> **What needs to be done**: How many lines in the entries below contain the string "bench"? Reply with the number alone.

>> begin Records for the task

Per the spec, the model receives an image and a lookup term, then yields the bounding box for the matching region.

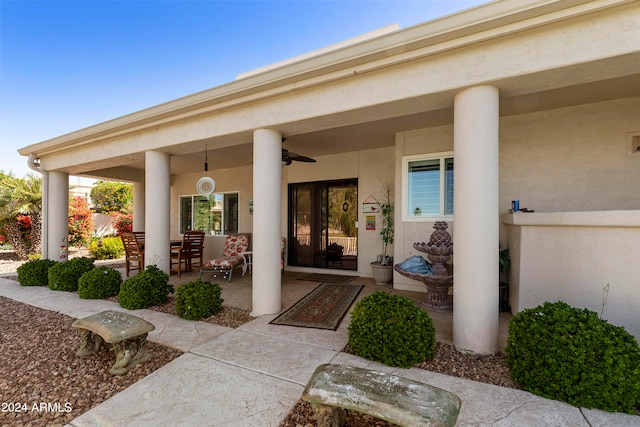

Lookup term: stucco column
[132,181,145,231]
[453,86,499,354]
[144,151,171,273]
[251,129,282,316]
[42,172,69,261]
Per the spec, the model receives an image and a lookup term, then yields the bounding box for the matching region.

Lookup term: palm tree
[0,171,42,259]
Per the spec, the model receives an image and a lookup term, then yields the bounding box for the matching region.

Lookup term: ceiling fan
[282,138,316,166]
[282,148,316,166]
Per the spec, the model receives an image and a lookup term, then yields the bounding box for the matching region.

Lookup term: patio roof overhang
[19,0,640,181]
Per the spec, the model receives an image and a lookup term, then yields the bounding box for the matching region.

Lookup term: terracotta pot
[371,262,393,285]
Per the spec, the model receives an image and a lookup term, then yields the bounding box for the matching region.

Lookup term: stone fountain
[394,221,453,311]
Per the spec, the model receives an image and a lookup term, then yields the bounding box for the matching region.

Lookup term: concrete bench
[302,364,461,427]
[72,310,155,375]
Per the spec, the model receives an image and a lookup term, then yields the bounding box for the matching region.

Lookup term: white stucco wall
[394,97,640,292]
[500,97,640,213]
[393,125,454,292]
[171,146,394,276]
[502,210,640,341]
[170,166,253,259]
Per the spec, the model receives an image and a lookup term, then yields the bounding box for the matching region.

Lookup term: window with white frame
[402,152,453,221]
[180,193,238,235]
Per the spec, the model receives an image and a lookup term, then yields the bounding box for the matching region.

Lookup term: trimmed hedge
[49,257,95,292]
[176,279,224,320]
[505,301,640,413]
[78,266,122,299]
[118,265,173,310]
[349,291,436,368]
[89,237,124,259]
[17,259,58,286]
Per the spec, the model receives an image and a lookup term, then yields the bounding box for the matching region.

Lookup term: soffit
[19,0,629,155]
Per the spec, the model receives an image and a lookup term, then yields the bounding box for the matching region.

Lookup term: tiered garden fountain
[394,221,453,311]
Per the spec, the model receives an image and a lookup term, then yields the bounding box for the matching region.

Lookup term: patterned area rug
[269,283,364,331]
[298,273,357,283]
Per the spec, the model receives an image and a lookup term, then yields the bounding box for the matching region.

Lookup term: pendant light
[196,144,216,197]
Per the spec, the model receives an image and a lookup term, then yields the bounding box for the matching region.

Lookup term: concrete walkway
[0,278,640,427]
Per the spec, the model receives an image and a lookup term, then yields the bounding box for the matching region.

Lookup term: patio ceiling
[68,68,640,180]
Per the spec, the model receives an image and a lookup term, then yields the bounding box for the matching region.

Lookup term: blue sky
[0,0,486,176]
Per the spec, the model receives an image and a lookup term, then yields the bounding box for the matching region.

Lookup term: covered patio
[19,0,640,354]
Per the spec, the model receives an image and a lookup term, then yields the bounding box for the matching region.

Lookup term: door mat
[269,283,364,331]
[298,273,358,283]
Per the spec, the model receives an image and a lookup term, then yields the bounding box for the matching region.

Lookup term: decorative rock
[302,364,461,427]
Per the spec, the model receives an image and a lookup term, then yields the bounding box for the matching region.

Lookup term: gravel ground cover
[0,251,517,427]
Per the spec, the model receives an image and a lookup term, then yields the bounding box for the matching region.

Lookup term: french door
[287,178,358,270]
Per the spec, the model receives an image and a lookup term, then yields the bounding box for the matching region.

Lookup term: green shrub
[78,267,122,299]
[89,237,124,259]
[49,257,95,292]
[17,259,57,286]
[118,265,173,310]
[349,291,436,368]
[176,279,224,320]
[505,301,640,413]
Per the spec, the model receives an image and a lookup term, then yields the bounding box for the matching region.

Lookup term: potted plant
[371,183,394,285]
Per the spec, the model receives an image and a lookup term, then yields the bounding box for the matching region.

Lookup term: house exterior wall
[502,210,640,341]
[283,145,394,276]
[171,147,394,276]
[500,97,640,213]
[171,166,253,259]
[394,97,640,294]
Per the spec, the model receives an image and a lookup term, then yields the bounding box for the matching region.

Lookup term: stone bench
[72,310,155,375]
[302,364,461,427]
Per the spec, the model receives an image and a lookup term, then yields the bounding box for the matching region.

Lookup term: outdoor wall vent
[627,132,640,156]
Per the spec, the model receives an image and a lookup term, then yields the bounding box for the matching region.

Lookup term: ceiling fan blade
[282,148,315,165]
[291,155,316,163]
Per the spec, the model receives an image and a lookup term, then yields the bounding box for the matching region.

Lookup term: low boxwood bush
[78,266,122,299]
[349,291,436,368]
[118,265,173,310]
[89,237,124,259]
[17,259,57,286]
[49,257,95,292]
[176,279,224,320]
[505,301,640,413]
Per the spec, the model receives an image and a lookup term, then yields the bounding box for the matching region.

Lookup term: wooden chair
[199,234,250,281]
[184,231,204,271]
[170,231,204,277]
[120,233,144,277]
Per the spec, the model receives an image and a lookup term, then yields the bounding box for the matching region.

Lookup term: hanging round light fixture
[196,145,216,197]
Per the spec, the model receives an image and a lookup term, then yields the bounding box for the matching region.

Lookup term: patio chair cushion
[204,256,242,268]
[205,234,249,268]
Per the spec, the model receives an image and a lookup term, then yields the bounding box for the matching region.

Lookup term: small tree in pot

>> end Records for the task

> **Solved problem**: 2